• **INFORMATION PROVIDED**:
■ ■ ■
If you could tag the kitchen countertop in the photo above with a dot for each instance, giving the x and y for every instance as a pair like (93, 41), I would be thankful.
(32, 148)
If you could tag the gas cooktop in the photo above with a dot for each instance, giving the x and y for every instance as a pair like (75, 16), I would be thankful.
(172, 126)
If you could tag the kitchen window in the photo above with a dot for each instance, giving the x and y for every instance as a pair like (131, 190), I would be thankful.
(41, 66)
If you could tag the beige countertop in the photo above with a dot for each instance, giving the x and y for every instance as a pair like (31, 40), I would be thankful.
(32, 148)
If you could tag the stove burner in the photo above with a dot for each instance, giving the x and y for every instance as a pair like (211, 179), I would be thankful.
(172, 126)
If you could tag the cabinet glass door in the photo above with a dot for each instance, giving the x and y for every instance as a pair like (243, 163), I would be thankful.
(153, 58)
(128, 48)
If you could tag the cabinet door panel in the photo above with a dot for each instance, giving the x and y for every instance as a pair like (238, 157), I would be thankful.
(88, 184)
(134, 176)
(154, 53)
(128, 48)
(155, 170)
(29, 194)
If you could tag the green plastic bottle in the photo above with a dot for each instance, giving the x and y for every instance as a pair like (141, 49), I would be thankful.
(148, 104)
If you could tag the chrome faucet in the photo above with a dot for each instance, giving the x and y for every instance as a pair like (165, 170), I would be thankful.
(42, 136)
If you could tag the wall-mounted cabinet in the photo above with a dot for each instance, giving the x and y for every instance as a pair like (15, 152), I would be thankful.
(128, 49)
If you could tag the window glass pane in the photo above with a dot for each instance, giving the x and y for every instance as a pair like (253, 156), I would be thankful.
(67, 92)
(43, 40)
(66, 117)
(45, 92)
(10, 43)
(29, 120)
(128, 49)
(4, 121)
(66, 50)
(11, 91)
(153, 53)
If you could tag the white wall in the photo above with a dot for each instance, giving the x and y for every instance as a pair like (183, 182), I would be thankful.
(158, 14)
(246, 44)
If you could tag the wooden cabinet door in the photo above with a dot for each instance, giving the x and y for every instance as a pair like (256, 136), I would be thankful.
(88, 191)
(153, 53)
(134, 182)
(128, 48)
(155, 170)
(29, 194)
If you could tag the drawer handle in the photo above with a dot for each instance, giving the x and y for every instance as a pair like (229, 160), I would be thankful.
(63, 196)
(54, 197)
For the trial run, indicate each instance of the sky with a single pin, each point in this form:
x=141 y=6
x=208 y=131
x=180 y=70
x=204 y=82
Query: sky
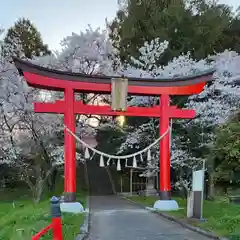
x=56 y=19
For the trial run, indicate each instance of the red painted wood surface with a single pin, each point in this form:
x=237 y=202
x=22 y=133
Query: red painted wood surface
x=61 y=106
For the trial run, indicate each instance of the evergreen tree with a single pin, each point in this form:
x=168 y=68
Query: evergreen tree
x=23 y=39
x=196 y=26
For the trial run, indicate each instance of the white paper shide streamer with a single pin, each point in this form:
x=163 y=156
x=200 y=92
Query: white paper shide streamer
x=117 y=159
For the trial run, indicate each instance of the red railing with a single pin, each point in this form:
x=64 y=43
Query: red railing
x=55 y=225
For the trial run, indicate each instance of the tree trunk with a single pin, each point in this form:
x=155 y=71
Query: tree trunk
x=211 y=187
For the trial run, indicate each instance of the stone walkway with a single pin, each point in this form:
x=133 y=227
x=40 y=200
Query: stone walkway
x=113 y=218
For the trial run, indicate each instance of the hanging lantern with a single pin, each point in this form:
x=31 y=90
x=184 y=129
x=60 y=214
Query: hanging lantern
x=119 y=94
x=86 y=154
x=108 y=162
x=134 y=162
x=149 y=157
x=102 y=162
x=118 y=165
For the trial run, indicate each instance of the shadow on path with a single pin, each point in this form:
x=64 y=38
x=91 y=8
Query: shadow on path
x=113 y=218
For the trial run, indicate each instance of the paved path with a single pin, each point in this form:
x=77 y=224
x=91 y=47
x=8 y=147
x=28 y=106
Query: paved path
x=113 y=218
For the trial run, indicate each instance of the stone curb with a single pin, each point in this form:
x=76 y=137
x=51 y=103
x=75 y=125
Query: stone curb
■ ■ ■
• **WORK TASK**: Images in the records must not be repeated; everything else should be returned exactly.

• **EXERCISE RESULT**:
If you could tag the kitchen countertop in the photo above with a dot for each instance, giving the x and y for every instance as a pair like (93, 41), I would be thankful.
(32, 148)
If you could tag the gas cooktop in the photo above with a dot for each instance, giving the x and y for every instance as a pair like (75, 16), I would be thankful.
(172, 126)
If you could tag the kitchen window in the photo above with a dot for each instance, giving the x and y for every instance as a pair like (131, 190), I would be thankful.
(41, 66)
If you could tag the beige countertop in the photo above with a dot for each instance, giving the x and y for every instance as a pair like (31, 40), I would be thankful.
(32, 148)
If you could tag the stove burner in the photo above with a dot for each instance, giving the x and y for every instance as a pair like (211, 179), I would be thankful.
(172, 126)
If you could tag the cabinet glass door in the photo above with a dot for each instance, giving the x and y for every instance as a pair like (243, 163), I would be thankful.
(153, 58)
(128, 48)
If you could tag the cabinet door panel in the photo above with a dot for each instance, giving the x and y for every instance as a pair like (238, 157), I would be thankful.
(88, 184)
(134, 176)
(154, 53)
(128, 48)
(155, 170)
(29, 194)
If you could tag the green plastic bottle in the photo above with a dot for each instance, giving the x and y for every instance as a pair like (141, 49), I would be thankful.
(148, 104)
If you could tag the chrome faucet in the photo above with a dot for each instance, giving the x and y for every instance as a pair like (165, 170), I would be thankful.
(42, 136)
If you could tag the wall-mounted cabinet in the photo above with a dot for each instance, giving the x and y for every instance as a pair like (15, 152), I would be thankful.
(128, 49)
If you could tag the window glass pane in the photo above with a dot for each instance, giving the x and y for every instance as a pair like (253, 156), I would be thankful.
(67, 92)
(43, 40)
(66, 117)
(45, 92)
(10, 43)
(29, 120)
(128, 49)
(4, 121)
(66, 50)
(11, 91)
(153, 53)
If you could tag the white wall in the photo above with a dot for each instance, giving the x and y for every instance as a pair like (183, 182), I would be thankful.
(158, 14)
(246, 44)
If you could tag the wooden cabinet door in the photo above with a dot for each instance, giving the x and y for every instance as a pair like (256, 136), I would be thankful.
(88, 191)
(153, 53)
(134, 182)
(128, 48)
(155, 170)
(29, 194)
If you could tag the drawer handle in the photo above with a dot for each instance, giving the x and y for every instance as a pair like (229, 160), I would be thankful.
(63, 196)
(54, 197)
For the trial run, indicate each instance of the sky with a single pin, each point in this form:
x=141 y=6
x=208 y=131
x=180 y=70
x=204 y=82
Query: sky
x=56 y=19
For the trial run, indicate each instance of the red painted wood surface with a single pin, each point in this form:
x=237 y=202
x=22 y=133
Query: red painted wood surface
x=61 y=106
For the trial run, indicate each instance of the evergreen tree with a single pin, each point in this form:
x=168 y=68
Query: evergreen tree
x=23 y=39
x=196 y=26
For the trial run, indicate each instance of the white paper shide streamer with a single pin, each point in this form:
x=163 y=156
x=200 y=92
Query: white paper shide streamer
x=117 y=159
For the trial run, indicate each instance of the red railing with a single pin, each point in this form:
x=64 y=43
Query: red railing
x=55 y=225
For the trial run, indicate each instance of the tree trunk with a single pin, each point in this form:
x=155 y=71
Query: tree trunk
x=211 y=187
For the trial run, indicate each instance of the stone walkway with a single pin, each point in this form:
x=133 y=227
x=40 y=200
Query: stone walkway
x=113 y=218
For the trial run, indicate each instance of the hanging lantern with a single pin, each point in this form:
x=31 y=90
x=184 y=129
x=60 y=214
Query: hanging lantern
x=119 y=94
x=86 y=154
x=108 y=162
x=134 y=162
x=149 y=157
x=102 y=162
x=118 y=165
For the trial run, indicate each instance of the shadow on path with a single pin, each point in this form:
x=64 y=38
x=91 y=8
Query: shadow on path
x=113 y=218
For the trial run, indicate each instance of the paved path with a single pin, each point in this form:
x=77 y=224
x=91 y=47
x=8 y=147
x=28 y=106
Query: paved path
x=113 y=218
For the trial run, indicate each instance of the stone curb with a single pin, each point in this form:
x=76 y=137
x=51 y=103
x=75 y=125
Query: stone curb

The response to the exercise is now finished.